Please reproduce everything from the line containing "of the jeans" down to the line containing "30], [149, 42]]", requests included, scaling each answer coordinate by 2.45 and rounding to whole numbers with halves going up. Leave the sample coordinates in the requests as they are, and return only these lines.

==== DATASET EXCERPTS ====

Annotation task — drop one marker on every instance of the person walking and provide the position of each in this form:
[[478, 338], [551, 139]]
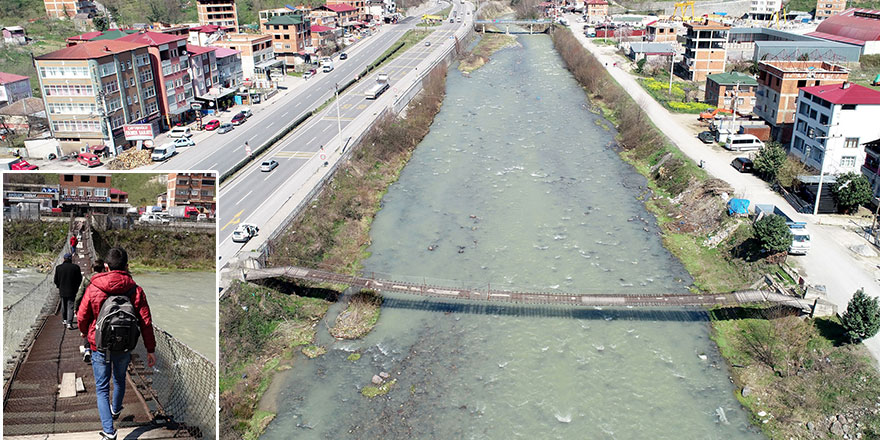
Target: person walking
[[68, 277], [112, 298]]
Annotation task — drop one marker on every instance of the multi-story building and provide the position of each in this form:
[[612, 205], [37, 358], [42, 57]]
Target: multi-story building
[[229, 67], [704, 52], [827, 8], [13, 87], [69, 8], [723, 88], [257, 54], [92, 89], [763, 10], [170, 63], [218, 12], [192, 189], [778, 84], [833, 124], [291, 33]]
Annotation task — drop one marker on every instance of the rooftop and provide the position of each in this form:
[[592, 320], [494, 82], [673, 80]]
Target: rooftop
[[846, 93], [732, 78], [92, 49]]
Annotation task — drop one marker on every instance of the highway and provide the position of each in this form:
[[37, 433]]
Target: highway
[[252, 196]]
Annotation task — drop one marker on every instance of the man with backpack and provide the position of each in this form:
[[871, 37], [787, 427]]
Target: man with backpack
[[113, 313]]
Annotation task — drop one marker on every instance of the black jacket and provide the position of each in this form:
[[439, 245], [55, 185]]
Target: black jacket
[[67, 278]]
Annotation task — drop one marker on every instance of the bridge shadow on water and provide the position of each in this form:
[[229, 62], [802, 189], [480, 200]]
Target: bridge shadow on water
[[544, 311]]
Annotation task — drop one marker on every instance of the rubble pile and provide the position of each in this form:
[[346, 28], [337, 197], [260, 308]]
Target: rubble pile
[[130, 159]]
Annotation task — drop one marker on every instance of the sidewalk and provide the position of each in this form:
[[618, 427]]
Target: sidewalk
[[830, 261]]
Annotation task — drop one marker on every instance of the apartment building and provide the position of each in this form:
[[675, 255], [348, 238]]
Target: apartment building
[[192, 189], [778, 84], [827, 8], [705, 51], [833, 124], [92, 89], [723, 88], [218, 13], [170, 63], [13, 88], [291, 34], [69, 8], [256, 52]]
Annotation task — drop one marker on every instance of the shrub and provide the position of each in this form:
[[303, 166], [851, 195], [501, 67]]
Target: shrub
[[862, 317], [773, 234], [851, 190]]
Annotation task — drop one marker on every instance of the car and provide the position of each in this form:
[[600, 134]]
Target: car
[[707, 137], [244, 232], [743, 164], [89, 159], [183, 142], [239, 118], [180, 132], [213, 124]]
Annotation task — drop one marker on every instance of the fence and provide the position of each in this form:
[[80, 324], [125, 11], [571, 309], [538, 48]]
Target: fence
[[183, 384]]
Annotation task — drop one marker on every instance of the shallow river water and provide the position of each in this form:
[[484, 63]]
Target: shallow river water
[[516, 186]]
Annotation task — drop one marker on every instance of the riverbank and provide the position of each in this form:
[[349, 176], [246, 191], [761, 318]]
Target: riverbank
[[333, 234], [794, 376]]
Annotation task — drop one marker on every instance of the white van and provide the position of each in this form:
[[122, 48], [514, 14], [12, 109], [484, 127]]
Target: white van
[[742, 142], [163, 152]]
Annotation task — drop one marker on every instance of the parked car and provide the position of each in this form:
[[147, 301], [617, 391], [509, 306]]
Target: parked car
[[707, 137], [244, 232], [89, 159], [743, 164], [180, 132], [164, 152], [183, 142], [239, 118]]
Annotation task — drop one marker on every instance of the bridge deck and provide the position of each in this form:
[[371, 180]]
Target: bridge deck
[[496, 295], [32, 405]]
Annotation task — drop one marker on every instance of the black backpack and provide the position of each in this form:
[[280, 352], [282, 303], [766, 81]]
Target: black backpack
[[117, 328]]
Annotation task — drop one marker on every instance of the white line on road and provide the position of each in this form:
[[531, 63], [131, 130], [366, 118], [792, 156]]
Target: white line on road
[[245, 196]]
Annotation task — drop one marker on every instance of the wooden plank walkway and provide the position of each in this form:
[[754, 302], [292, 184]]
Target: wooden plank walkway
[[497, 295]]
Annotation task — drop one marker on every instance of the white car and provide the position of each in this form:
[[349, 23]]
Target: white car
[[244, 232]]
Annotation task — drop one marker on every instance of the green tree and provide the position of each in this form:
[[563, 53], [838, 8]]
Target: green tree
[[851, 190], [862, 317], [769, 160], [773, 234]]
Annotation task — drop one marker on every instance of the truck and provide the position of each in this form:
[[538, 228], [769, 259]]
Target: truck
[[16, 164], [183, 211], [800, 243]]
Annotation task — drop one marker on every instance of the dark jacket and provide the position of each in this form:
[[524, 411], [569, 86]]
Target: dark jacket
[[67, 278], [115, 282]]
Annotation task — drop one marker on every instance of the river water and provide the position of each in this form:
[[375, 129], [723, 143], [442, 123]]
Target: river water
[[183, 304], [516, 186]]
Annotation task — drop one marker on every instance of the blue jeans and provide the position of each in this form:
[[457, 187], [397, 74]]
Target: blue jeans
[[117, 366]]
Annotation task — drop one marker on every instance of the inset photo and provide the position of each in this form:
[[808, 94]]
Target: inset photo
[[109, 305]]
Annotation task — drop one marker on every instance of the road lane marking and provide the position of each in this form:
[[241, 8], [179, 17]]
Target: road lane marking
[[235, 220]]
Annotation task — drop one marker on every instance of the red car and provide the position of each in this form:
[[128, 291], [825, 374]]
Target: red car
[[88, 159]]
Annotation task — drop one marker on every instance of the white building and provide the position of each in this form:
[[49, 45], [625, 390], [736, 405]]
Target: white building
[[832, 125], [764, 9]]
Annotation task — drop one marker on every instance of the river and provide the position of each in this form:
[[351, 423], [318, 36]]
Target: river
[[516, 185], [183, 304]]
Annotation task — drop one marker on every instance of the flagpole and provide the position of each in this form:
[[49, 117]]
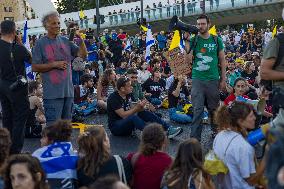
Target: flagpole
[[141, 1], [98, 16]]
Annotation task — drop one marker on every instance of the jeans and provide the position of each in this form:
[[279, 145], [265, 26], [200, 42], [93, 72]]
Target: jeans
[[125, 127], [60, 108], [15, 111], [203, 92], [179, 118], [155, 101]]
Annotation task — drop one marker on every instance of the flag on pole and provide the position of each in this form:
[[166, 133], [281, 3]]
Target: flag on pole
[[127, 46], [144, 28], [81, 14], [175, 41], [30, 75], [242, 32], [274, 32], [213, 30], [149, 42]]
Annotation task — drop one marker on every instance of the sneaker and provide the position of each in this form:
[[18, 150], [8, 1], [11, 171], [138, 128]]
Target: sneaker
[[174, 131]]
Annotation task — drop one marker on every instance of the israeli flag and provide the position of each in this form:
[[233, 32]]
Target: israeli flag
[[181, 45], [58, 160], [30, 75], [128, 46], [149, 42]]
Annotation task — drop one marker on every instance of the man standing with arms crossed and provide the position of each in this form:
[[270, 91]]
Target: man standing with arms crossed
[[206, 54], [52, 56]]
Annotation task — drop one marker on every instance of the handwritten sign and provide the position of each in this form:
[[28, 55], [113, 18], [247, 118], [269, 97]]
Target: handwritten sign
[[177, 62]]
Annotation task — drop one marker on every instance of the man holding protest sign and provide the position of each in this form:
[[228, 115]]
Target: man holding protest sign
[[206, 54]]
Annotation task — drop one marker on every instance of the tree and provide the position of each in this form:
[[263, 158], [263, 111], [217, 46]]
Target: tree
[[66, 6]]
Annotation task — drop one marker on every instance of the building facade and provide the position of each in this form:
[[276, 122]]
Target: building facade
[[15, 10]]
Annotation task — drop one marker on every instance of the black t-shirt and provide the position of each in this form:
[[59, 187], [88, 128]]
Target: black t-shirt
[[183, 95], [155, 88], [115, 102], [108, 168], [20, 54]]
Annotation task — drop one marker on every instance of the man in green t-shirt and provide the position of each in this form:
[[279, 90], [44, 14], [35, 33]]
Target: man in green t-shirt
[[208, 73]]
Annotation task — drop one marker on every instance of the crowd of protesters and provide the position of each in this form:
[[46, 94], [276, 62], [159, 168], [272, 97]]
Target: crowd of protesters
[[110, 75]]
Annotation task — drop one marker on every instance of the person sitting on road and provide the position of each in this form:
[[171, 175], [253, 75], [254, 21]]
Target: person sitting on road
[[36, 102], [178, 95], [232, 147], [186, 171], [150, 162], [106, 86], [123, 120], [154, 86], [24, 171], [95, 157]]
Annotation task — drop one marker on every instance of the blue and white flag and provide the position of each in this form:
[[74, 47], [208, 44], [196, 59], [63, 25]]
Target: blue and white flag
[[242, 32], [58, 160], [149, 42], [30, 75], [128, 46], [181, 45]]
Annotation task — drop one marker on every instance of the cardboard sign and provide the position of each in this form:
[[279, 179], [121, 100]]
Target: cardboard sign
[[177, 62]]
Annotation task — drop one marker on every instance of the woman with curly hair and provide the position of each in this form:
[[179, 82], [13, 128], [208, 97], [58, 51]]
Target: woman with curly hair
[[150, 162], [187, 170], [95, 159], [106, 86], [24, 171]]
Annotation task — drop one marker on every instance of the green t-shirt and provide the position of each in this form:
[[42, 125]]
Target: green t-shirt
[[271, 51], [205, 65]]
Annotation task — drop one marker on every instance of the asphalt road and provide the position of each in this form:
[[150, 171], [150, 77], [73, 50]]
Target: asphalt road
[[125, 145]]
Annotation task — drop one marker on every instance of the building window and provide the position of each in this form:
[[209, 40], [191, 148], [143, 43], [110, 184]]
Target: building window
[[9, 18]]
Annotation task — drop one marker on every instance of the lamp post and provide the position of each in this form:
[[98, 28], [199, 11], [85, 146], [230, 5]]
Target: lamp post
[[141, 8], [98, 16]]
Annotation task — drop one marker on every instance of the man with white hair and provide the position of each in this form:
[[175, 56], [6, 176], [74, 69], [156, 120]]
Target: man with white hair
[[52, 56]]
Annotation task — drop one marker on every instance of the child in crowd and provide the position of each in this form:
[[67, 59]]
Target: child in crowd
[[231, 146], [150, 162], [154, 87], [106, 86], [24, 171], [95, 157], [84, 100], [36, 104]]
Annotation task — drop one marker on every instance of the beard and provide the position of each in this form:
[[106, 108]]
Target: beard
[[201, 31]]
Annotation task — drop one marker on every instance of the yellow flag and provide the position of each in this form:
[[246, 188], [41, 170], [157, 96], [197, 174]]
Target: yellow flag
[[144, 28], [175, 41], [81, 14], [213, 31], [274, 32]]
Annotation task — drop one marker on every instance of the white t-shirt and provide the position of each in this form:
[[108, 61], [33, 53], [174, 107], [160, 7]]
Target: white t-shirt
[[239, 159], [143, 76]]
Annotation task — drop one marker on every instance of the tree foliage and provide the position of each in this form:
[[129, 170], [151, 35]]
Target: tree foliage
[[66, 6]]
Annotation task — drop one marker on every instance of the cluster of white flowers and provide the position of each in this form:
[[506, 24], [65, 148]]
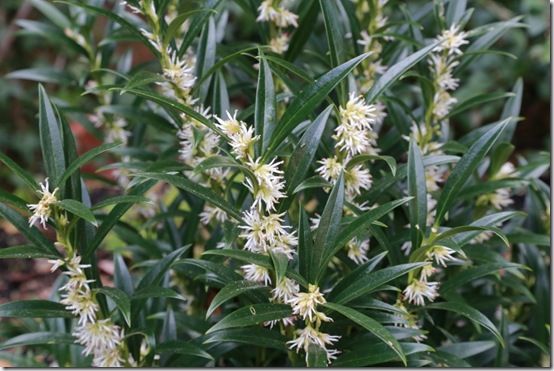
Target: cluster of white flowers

====

SOLUTION FOR THIS EXERCISE:
Annotation task — drop one marker on every instance of the jeans and provide the position of each in this form:
[[279, 145], [265, 26], [200, 42], [93, 72]]
Target: jeans
[[306, 311], [147, 265], [37, 272], [497, 225], [439, 289], [380, 247]]
Annotation task — drop one marker on every instance of the flag on pole and provide the position of each in this form:
[[166, 133], [281, 3]]
Target: flag on pole
[[311, 113], [353, 69], [198, 34], [429, 100], [74, 184], [593, 78], [671, 78], [522, 74], [365, 103]]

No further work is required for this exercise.